┌──
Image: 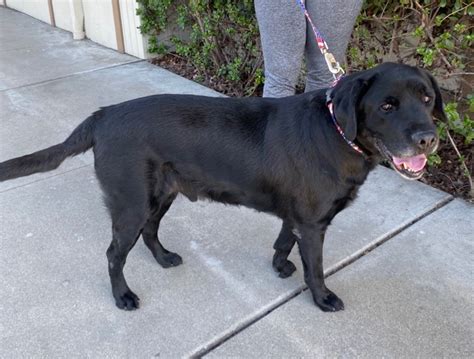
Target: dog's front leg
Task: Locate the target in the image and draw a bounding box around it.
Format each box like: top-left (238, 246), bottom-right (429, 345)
top-left (272, 220), bottom-right (297, 278)
top-left (297, 225), bottom-right (344, 312)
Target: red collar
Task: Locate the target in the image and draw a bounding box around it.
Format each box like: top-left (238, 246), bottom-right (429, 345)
top-left (326, 99), bottom-right (366, 156)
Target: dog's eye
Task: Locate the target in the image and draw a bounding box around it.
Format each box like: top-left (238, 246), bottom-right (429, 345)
top-left (380, 103), bottom-right (393, 112)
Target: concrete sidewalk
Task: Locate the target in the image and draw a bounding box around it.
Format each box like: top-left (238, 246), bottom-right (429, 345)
top-left (0, 7), bottom-right (474, 358)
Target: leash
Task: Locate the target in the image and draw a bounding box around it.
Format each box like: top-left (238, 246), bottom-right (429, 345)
top-left (296, 0), bottom-right (367, 157)
top-left (296, 0), bottom-right (345, 82)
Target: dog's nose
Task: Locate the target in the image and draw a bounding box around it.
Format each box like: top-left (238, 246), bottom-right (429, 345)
top-left (411, 131), bottom-right (436, 151)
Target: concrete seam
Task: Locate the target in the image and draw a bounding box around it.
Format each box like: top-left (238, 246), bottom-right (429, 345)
top-left (191, 195), bottom-right (454, 358)
top-left (0, 59), bottom-right (146, 92)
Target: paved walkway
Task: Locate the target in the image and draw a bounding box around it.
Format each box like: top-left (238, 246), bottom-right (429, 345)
top-left (0, 8), bottom-right (474, 358)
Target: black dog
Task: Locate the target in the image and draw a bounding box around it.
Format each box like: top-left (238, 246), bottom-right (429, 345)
top-left (0, 63), bottom-right (445, 311)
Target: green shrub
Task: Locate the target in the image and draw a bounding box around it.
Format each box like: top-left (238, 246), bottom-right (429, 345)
top-left (138, 0), bottom-right (263, 96)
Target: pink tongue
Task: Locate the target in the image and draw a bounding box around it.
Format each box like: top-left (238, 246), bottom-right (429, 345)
top-left (393, 155), bottom-right (426, 172)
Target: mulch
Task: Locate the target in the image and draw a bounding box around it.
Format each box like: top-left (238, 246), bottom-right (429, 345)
top-left (151, 54), bottom-right (474, 203)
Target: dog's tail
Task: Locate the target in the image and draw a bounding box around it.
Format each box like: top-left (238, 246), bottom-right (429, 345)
top-left (0, 110), bottom-right (102, 182)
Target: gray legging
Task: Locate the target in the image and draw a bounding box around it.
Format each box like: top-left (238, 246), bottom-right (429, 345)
top-left (255, 0), bottom-right (362, 97)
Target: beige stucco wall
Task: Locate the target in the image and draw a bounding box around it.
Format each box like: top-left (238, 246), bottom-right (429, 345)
top-left (7, 0), bottom-right (51, 24)
top-left (82, 0), bottom-right (117, 50)
top-left (119, 0), bottom-right (148, 59)
top-left (0, 0), bottom-right (148, 58)
top-left (51, 0), bottom-right (72, 32)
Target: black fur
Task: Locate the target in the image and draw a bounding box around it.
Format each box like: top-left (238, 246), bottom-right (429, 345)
top-left (0, 64), bottom-right (443, 311)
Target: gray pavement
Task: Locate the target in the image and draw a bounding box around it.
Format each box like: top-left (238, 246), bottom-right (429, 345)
top-left (0, 7), bottom-right (474, 358)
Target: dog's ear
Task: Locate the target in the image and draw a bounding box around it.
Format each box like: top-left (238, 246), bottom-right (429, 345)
top-left (423, 70), bottom-right (448, 122)
top-left (330, 77), bottom-right (372, 141)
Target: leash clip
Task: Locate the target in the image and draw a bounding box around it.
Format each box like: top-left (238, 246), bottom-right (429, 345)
top-left (324, 51), bottom-right (345, 76)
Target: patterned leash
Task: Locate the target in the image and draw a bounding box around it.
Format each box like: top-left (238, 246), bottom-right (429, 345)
top-left (296, 0), bottom-right (344, 83)
top-left (296, 0), bottom-right (366, 156)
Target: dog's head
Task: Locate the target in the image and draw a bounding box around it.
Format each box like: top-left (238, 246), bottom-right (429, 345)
top-left (330, 63), bottom-right (446, 179)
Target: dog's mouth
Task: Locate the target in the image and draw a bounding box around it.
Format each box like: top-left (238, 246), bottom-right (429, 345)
top-left (375, 141), bottom-right (427, 180)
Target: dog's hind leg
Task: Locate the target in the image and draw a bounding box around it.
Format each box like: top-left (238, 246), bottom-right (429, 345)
top-left (107, 202), bottom-right (146, 310)
top-left (272, 220), bottom-right (297, 278)
top-left (142, 193), bottom-right (183, 268)
top-left (96, 162), bottom-right (148, 310)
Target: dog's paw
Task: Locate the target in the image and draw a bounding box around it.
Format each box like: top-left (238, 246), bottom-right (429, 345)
top-left (156, 252), bottom-right (183, 268)
top-left (115, 290), bottom-right (140, 310)
top-left (272, 250), bottom-right (296, 278)
top-left (313, 289), bottom-right (344, 312)
top-left (273, 260), bottom-right (296, 278)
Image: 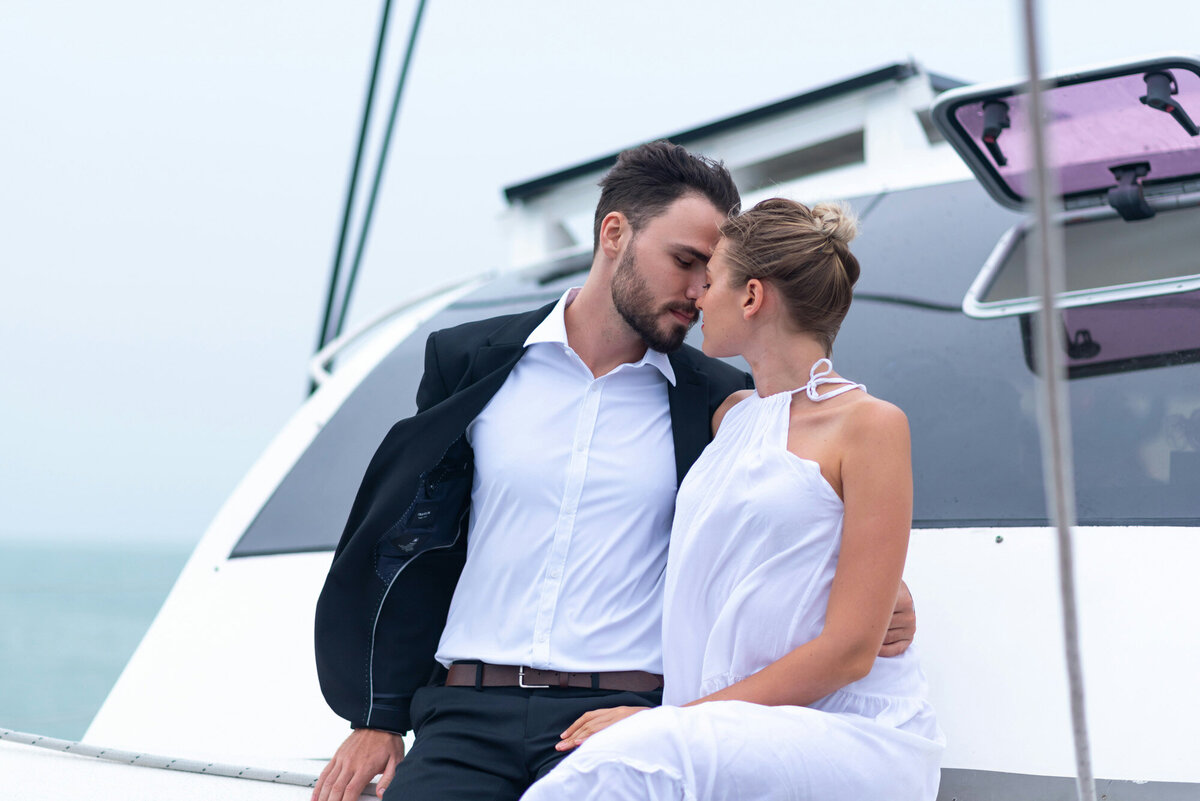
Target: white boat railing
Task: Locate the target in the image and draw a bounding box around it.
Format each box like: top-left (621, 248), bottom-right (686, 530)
top-left (308, 275), bottom-right (493, 387)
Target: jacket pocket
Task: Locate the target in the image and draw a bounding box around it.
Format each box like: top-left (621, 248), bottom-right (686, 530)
top-left (377, 436), bottom-right (475, 582)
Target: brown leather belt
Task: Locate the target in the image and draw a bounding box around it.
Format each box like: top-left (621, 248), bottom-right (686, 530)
top-left (446, 663), bottom-right (662, 693)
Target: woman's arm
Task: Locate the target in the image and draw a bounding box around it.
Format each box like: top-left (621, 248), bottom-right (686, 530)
top-left (692, 399), bottom-right (912, 705)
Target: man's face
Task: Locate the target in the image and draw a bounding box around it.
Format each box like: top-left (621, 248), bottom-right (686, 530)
top-left (612, 194), bottom-right (725, 353)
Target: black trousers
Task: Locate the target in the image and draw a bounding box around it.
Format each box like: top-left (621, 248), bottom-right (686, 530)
top-left (384, 687), bottom-right (662, 801)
└──
*What is being asked*: Rewrite all the records above, replacing "bounding box" with "rectangle" wherever it appears and keeping everything else the same. Leave the pictures out.

*Output of the exercise*:
Image: 
Target: dog's front leg
Task: Locate the target in the image and draw a rectangle around it.
Format each box like: top-left (238, 246), bottom-right (429, 345)
top-left (272, 220), bottom-right (297, 278)
top-left (297, 225), bottom-right (344, 312)
Target: red collar
Task: Locate the target in the image and draw a rectangle around it.
Format each box like: top-left (238, 246), bottom-right (429, 345)
top-left (326, 99), bottom-right (366, 156)
Target: dog's eye
Task: Locate the target in the image and draw a rectangle around it.
Format each box like: top-left (238, 246), bottom-right (429, 345)
top-left (380, 103), bottom-right (393, 112)
Target: concrete sidewalk
Task: Locate the target in the image and draw a rectangle around it.
Format each box like: top-left (238, 246), bottom-right (429, 345)
top-left (0, 7), bottom-right (474, 358)
Target: leash
Task: Locate the target in the image and draw a rectangle around it.
Format each box like: top-left (238, 246), bottom-right (429, 345)
top-left (296, 0), bottom-right (367, 157)
top-left (296, 0), bottom-right (345, 82)
Target: dog's nose
Task: Locate the target in the image and draw a rectangle around it.
Format each box like: top-left (238, 246), bottom-right (429, 345)
top-left (411, 131), bottom-right (436, 151)
Target: concrete seam
Task: Locate the target in the image and draw a rectangle around it.
Format each box like: top-left (238, 246), bottom-right (429, 345)
top-left (191, 195), bottom-right (454, 358)
top-left (0, 59), bottom-right (146, 92)
Target: paved walkway
Task: Locate the target in the image and draw a rectangle around it.
Format each box like: top-left (238, 246), bottom-right (429, 345)
top-left (0, 8), bottom-right (474, 358)
Target: black dog
Task: Locate the target in the image and draw a rectangle around it.
Format each box like: top-left (238, 246), bottom-right (429, 345)
top-left (0, 63), bottom-right (445, 311)
Target: green shrub
Task: Locate the target in the image and draw a rectangle around it.
Format each box like: top-left (238, 246), bottom-right (429, 345)
top-left (138, 0), bottom-right (263, 96)
Target: pink tongue
Task: Locate the target in the image and draw a rectangle around it.
Format each box like: top-left (238, 246), bottom-right (429, 345)
top-left (393, 155), bottom-right (426, 172)
Target: mulch
Task: Locate the target in the image and draw a rectangle around it.
Format each box like: top-left (238, 246), bottom-right (429, 345)
top-left (151, 54), bottom-right (474, 203)
Target: dog's tail
Task: Locate the target in the image and draw a rectangle around it.
Format each box like: top-left (238, 246), bottom-right (429, 345)
top-left (0, 110), bottom-right (102, 182)
Target: gray legging
Task: Locate the target in the image and draw a rectangle around it.
Format each box like: top-left (238, 246), bottom-right (429, 345)
top-left (255, 0), bottom-right (362, 97)
Target: beige stucco wall
Task: Locate the target in the image and draw a rectangle around it.
Format each box like: top-left (238, 246), bottom-right (429, 345)
top-left (7, 0), bottom-right (51, 24)
top-left (82, 0), bottom-right (117, 50)
top-left (119, 0), bottom-right (148, 59)
top-left (0, 0), bottom-right (148, 58)
top-left (51, 0), bottom-right (72, 32)
Target: black fur
Task: Locate the target in the image and draw a rectangle around it.
Format each box like: top-left (238, 246), bottom-right (429, 345)
top-left (0, 64), bottom-right (443, 311)
Target: gray pavement
Task: Locate the target in the image and draw a rectangle around it.
Format each box like: top-left (238, 246), bottom-right (429, 345)
top-left (0, 7), bottom-right (474, 358)
Target: dog's ear
Task: Locate the target in the image and draw a rectangle around it.
Format each box like: top-left (238, 246), bottom-right (429, 345)
top-left (423, 70), bottom-right (448, 122)
top-left (330, 77), bottom-right (372, 141)
Target: leash clip
Task: Locate the target in the image and draw a rectangle around it.
Format each box like: top-left (238, 246), bottom-right (429, 345)
top-left (324, 51), bottom-right (345, 76)
Target: patterned leash
Task: Locate the target in the image and draw a rectangle around it.
Format each box like: top-left (238, 246), bottom-right (429, 345)
top-left (296, 0), bottom-right (344, 83)
top-left (296, 0), bottom-right (366, 156)
Target: dog's head
Task: Locate the target in the image and draw a rectangle around it.
Format each box like: top-left (238, 246), bottom-right (429, 345)
top-left (330, 63), bottom-right (446, 179)
Target: dog's mouth
Task: Locate the target in the image and draw a rectangle around it.
Format each box like: top-left (238, 246), bottom-right (429, 345)
top-left (375, 141), bottom-right (427, 180)
Target: dog's hind leg
Task: Locate the target in the image and draw a rectangle around it.
Format each box like: top-left (238, 246), bottom-right (429, 345)
top-left (107, 202), bottom-right (146, 310)
top-left (272, 220), bottom-right (297, 278)
top-left (142, 193), bottom-right (183, 268)
top-left (96, 162), bottom-right (148, 310)
Target: dog's paw
Task: Locate the target in the image and draw a rectangle around it.
Format each box like: top-left (238, 246), bottom-right (429, 345)
top-left (156, 252), bottom-right (183, 268)
top-left (115, 290), bottom-right (140, 310)
top-left (272, 250), bottom-right (296, 278)
top-left (313, 289), bottom-right (344, 312)
top-left (273, 260), bottom-right (296, 278)
Image: 
Target: white boat railing
Task: Locate the target in the image and draw a rectangle around it.
Format each box like: top-left (621, 248), bottom-right (686, 530)
top-left (308, 275), bottom-right (493, 387)
Target: jacket pocket
Task: Locate the target in the image and draw a rectangle around it.
Format each box like: top-left (621, 248), bottom-right (686, 530)
top-left (377, 436), bottom-right (475, 582)
Target: brown leather belt
Task: Locate the target in the image and draw a rectangle around it.
Format each box like: top-left (621, 248), bottom-right (686, 530)
top-left (446, 663), bottom-right (662, 693)
Target: woman's arm
Task: Locate the target in the image and draw a rectangle around it.
Format each box like: top-left (621, 248), bottom-right (686, 530)
top-left (692, 399), bottom-right (912, 705)
Target: man's face
Task: Locate the target in the image and draw a rectangle around it.
Format each box like: top-left (621, 248), bottom-right (686, 530)
top-left (612, 194), bottom-right (725, 353)
Target: black trousers
Task: Locate the target in the image and draw a rectangle around it.
Format each box like: top-left (621, 248), bottom-right (686, 530)
top-left (384, 687), bottom-right (662, 801)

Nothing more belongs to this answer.